Teks yang Diberikan:
|---|
Dengan bergabungnya Golkar ke koalisi pendukung SBY-Boediono, 75 persen lebih 
suara parpol di tangan pemerintah yang berkuasa. Harapannya, 
kebijakan-kebijakan pemerintah bakal selalu dapat lampu hijau dari parlemen. 
Tapi, harapan itu barangkali akan mengempis jika pada 4 Maret nanti Pansus 
Century menetapkan kesimpulan akhir seperti konfigurasi sikap fraksi-fraksi 
saat ini. 

Begitu pula, kita bisa memetik pelajaran dari dinamika politik saat ini. Sistem 
pemerintahan presidensial yang dianut Indonesia mengharuskan rampingnya parpol.
|---|
[Butir dari kumpulan data]

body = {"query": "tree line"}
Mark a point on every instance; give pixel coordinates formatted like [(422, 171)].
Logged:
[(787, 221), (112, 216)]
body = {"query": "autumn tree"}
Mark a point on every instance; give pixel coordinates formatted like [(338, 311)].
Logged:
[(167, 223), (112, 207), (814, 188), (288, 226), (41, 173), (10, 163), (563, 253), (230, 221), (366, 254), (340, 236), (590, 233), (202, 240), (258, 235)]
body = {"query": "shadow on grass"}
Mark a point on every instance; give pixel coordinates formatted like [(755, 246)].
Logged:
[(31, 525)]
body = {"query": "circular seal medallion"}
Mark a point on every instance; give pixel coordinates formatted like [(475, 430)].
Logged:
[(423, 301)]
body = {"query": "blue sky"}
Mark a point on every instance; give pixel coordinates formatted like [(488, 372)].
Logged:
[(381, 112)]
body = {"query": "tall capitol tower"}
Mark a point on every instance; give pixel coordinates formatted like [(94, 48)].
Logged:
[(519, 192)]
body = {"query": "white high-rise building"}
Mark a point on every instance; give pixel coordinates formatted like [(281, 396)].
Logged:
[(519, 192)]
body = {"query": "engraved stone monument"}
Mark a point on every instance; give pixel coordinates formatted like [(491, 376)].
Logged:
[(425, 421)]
|---|
Soal Latihan:
1 > Tuliskan semua kata dalam teks yang diberikan yang berawalan huruf kapital tetapi tidak berada di awal kalimat. Kata yang bersambung dengan tanda hubung dihitung sebagai satu kata.
2 > Tentukan apakah setiap pernyataan berikut sesuai dengan teks yang diberikan. Jawab ya atau tidak, lalu kutip kata-kata teks yang menjadi penentunya.
(a) Setelah Golkar bergabung, lebih dari 75 persen suara parpol berada di tangan pemerintah yang berkuasa.
(b) Golkar keluar dari koalisi pendukung SBY-Boediono.
(c) Sistem pemerintahan presidensial yang dianut Indonesia mengharuskan jumlah parpol yang banyak.
3 > Salin dengan persis bagian teks yang diberikan, mulai dari "Tapi, harapan itu" sampai dengan "mengharuskan rampingnya parpol.".

Jawaban Tiap Soal:
1 > Golkar, SBY-Boediono, Maret, Pansus, Century, Indonesia

2 >
(a) Ya: "Dengan bergabungnya Golkar ke koalisi pendukung SBY-Boediono, 75 persen lebih suara parpol di tangan pemerintah yang berkuasa."
(b) Tidak: "Dengan bergabungnya Golkar ke koalisi pendukung SBY-Boediono"
(c) Tidak: "Sistem pemerintahan presidensial yang dianut Indonesia mengharuskan rampingnya parpol."

3 >
Tapi, harapan itu barangkali akan mengempis jika pada 4 Maret nanti Pansus 
Century menetapkan kesimpulan akhir seperti konfigurasi sikap fraksi-fraksi 
saat ini. 

Begitu pula, kita bisa memetik pelajaran dari dinamika politik saat ini. Sistem 
pemerintahan presidensial yang dianut Indonesia mengharuskan rampingnya parpol.